[Raw listing]
## start

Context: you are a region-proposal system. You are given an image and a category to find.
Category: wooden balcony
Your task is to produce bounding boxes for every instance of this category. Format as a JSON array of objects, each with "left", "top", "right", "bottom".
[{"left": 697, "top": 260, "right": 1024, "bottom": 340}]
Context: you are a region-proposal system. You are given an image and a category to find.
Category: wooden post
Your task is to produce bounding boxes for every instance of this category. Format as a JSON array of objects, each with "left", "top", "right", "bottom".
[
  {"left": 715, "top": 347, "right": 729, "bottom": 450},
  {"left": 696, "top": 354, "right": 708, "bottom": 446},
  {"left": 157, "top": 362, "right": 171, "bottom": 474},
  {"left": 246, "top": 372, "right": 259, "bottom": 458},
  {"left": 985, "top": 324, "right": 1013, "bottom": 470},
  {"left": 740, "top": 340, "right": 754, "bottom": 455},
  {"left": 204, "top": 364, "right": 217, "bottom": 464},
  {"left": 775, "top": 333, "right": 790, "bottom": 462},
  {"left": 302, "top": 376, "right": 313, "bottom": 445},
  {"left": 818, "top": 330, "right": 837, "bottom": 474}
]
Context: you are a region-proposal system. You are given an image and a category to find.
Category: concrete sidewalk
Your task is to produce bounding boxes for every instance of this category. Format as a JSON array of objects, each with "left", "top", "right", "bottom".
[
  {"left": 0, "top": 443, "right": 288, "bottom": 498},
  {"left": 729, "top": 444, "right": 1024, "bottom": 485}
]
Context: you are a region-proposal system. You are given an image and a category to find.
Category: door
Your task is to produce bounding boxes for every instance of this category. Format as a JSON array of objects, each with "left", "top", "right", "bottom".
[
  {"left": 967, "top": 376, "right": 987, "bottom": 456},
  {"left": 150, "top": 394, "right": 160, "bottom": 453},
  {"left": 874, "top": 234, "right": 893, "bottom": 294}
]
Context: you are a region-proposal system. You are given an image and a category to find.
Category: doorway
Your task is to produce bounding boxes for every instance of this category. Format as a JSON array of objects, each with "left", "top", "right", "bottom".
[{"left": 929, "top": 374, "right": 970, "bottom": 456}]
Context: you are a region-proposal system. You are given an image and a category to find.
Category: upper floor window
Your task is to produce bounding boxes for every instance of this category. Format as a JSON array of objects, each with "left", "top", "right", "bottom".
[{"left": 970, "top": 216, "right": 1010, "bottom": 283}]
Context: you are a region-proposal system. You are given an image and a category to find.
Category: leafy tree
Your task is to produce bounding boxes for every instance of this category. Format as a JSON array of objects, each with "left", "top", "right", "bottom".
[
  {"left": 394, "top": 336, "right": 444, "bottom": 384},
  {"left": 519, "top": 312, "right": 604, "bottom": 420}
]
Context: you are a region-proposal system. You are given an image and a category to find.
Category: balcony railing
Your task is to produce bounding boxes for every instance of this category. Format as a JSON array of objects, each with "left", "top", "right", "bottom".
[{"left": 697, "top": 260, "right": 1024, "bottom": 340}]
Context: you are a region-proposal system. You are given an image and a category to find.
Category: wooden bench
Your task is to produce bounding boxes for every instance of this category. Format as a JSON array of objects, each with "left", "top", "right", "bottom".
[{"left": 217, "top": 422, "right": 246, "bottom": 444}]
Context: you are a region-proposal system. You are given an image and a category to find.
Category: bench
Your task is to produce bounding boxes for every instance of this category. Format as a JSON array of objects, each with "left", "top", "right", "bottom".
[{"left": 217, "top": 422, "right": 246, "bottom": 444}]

## end

EXERCISE INSTRUCTIONS: From the listing above, select each line that contains the word "balcony" and copy it out.

SOLUTION TO THE PROBLEM:
Category: wooden balcony
Category: balcony railing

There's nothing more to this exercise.